Return the entries below in their exact form, leaving the pictures out.

» **Exercise inputs**:
--*--
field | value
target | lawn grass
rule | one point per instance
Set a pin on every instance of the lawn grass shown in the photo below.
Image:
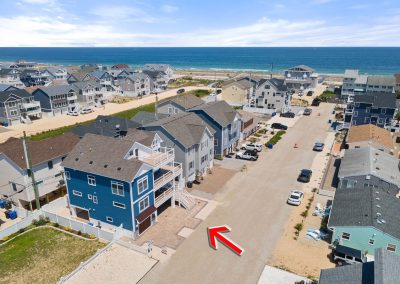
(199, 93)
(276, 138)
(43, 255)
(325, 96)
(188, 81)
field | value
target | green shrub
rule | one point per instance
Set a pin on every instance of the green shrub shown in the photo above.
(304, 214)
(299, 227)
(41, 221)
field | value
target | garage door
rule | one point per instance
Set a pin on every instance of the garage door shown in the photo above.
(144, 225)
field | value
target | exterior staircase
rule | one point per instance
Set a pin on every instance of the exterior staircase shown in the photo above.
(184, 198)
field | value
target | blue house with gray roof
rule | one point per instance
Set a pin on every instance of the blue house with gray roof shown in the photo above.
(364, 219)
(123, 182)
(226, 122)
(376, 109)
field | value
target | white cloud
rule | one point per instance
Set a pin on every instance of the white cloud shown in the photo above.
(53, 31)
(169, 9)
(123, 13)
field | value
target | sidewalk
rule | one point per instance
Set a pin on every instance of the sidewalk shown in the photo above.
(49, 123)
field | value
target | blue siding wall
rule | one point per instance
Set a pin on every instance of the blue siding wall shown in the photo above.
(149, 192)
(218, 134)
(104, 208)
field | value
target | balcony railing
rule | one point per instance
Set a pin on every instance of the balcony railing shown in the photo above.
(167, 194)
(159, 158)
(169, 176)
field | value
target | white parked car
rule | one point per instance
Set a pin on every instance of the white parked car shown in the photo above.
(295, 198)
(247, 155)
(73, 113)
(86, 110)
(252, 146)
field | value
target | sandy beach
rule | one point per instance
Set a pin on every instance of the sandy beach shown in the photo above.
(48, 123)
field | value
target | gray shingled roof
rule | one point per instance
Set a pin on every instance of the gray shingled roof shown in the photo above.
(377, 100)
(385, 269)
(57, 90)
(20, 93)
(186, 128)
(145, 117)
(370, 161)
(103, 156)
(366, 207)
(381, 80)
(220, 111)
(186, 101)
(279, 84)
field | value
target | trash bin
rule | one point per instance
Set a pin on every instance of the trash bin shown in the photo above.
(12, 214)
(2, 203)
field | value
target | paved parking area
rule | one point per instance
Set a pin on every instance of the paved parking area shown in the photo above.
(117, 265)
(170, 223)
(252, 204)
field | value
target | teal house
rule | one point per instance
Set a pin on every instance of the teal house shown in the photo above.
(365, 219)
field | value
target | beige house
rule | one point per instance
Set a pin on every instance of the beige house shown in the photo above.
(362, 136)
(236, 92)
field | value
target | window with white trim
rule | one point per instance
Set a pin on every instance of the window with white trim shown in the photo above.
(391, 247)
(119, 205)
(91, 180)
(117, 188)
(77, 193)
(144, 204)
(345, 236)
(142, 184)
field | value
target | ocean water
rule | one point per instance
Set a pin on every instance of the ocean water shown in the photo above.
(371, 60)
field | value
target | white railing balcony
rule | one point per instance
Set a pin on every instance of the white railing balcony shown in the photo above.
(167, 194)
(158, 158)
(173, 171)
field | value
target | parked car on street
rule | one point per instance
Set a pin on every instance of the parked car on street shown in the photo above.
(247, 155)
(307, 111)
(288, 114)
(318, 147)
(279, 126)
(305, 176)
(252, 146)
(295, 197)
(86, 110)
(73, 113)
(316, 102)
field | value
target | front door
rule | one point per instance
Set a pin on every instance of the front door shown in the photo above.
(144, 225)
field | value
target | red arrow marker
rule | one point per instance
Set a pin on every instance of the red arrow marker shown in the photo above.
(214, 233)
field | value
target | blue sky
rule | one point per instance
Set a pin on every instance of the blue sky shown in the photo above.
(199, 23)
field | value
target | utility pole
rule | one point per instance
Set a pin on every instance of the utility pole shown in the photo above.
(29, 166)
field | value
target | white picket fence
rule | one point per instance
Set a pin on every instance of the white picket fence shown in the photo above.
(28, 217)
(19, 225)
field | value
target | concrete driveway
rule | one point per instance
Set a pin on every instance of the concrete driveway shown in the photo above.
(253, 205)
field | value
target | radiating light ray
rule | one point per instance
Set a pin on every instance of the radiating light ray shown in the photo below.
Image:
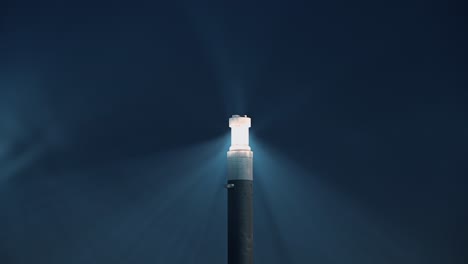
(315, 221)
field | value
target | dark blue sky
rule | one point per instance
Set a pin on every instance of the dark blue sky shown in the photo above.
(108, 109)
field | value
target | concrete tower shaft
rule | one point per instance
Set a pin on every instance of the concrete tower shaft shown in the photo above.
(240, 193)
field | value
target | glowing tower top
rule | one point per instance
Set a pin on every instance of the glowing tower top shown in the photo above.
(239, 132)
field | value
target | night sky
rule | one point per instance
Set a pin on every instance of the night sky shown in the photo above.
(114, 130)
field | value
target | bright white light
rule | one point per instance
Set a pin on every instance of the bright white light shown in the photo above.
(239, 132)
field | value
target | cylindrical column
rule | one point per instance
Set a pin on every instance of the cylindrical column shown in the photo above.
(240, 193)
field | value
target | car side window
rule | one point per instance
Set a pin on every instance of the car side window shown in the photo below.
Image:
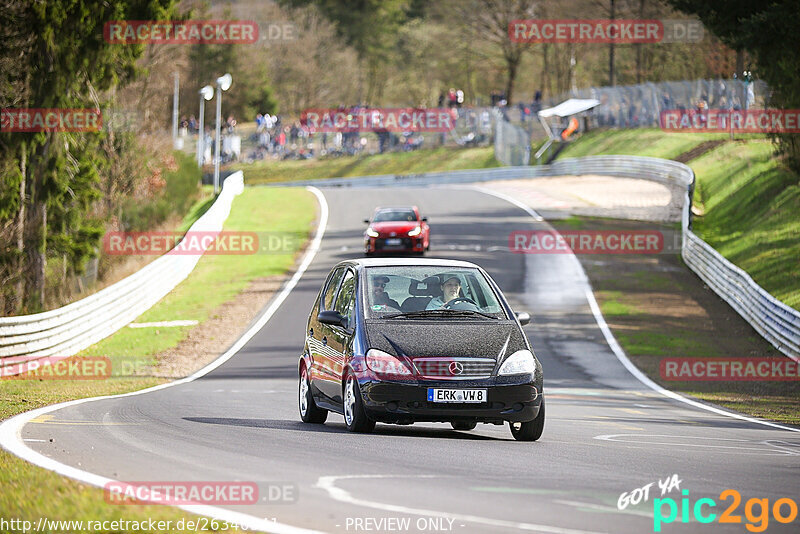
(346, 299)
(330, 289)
--*--
» **Result of the task**:
field | value
target | lawn grass
rule | one point per instance
Set a pin on every instance of the lawn grass shown in the photo below.
Image:
(199, 93)
(276, 138)
(43, 255)
(325, 96)
(188, 81)
field | value
target | green shrub
rule | one point per instance
Set a pin on every instance of the green shrub shown in the photo above.
(304, 214)
(299, 227)
(41, 221)
field | value
target | garage door
rule | one point per instance
Set a pin on every instance of the garage door shown in the photo above.
(144, 225)
field | value
target | exterior staircase
rule | one point per instance
Set a pin on every instance of the exterior staircase shown in the photo above.
(184, 198)
field | value
target | blue house with gray roof
rule | one point per instance
Set a pin on every instance of the blue house with gray roof shown in the photo above.
(364, 219)
(123, 182)
(226, 122)
(376, 109)
field | value
target | white cloud
rule | one point per instance
Set a pin on every instance of the white cloud shown in the photo above.
(53, 31)
(169, 9)
(123, 13)
field | value
target | sidewalk
rule | one point per instance
Set a pin on every instance of the sidewalk shown in the photo above.
(49, 123)
field | value
target | blue siding wall
rule | one point per instance
Set a pin on every instance of the blue siding wall shown in the photo above.
(149, 192)
(218, 134)
(104, 208)
field | value
target | balcony railing
rule | one point per instance
Set a pin on every instance of the balcony railing shown in the photo above.
(167, 194)
(159, 158)
(169, 176)
field | value
target | white parked car
rule | one point per instance
Set a pin on every instance of the white parked car shown in the photo above.
(295, 198)
(247, 155)
(73, 113)
(86, 110)
(252, 146)
field | value
target | sandy beach
rule | one point per instance
Set a pin on every instance of the sandy beach shown in the photo above.
(48, 123)
field | value
target | gray shingled roof
rule | one point per instance
Set a pin on every instance of the gray shingled roof shown in the photo above.
(377, 100)
(385, 269)
(57, 90)
(20, 93)
(186, 128)
(145, 117)
(370, 161)
(103, 156)
(366, 207)
(381, 80)
(220, 111)
(186, 101)
(279, 84)
field | value
target | trash bin
rule | one point per instance
Set a pin on every instance of the trash bin shown in the photo above.
(12, 214)
(2, 203)
field | value
target | paved parking area
rule | one point per instance
Set a pin on every instance of the paved parking area shown in the photo above.
(117, 265)
(170, 223)
(252, 204)
field | value
target | teal house
rule | one point per instance
Set a pin on every instance of the teal house shown in the photo above.
(365, 219)
field | value
target | beige house
rule | one point per instance
Set a pin on every instance of the beige house shown in the photo above.
(362, 136)
(236, 92)
field | value
target | window with white trim
rule | one point per instance
Set a pin on every instance of the window with white trim shown in the photo above.
(391, 247)
(119, 205)
(91, 180)
(117, 188)
(77, 193)
(144, 204)
(345, 236)
(142, 184)
field | value
target | ocean water
rule | one point per instance
Set a pin on every instance of the ocean water shown in the photo above.
(371, 60)
field | value
target | white railing balcony
rule | one point per instance
Set a pin on every instance of the white railing balcony shown in the photo above.
(167, 194)
(158, 158)
(173, 171)
field | value
target | parked car on street
rule | one point per instance
Set a pin on every instance of the parked car on street shown in the photo above.
(247, 155)
(307, 111)
(288, 114)
(318, 147)
(279, 126)
(305, 176)
(252, 146)
(295, 197)
(86, 110)
(73, 113)
(316, 102)
field | value
target | front door
rule | one point per instance
Set a pin on every instance of the front door shown in the photo above.
(144, 225)
field | value
target | red arrow marker
rule | one point per instance
Set a pin on every instance of the red arrow marker shown in the photo above.
(214, 233)
field | value
target | blue sky
rule | one point per instance
Set a pin on every instance of the blue sky shown in the photo above.
(199, 23)
field | value
target | utility pole
rule | one point per instance
Set a pin on every instance of the utility pole shown in the photo above.
(29, 166)
field | value
target | white picket fence
rule | one point per instance
Set a pin on every instance of the white picket fence shown in the photo above.
(28, 217)
(19, 225)
field | value
target | concrete driveway
rule | one point per instance
Set a pin on every instance of the concrete driveway shown in the photo above.
(253, 205)
field | value
target | radiating light ray
rule | one point per instance
Set a pin on every instance of the radiating light ray shown in the photo below.
Image:
(315, 221)
field | value
target | dark blue sky
rule | one point per instance
Set a pin on every instance of the dark blue sky shown in the photo above.
(108, 109)
field | value
target | concrete tower shaft
rule | one point per instance
Set a pin on every instance of the concrete tower shaft shown in the photo above.
(240, 193)
field | value
target | glowing tower top
rule | one point per instance
Set a pin on every instance of the glowing tower top shown in the photo above.
(239, 132)
field | value
target | night sky
rule | one point per instance
Set a pin on every instance of the night sky shown in the photo above.
(114, 130)
field | value
target | bright white light
rule | one point per instance
Set a pin on every instance of the bright white light shown in the photo above.
(239, 132)
field | value
target | cylindrical column
rule | one point per instance
Set a pin on every instance of the cylindrical column shown in the photo above.
(240, 193)
field | value
target | car side window
rule | one point per instance
Set a pin on every instance of the car side window shown in the photo below.
Image:
(346, 299)
(330, 289)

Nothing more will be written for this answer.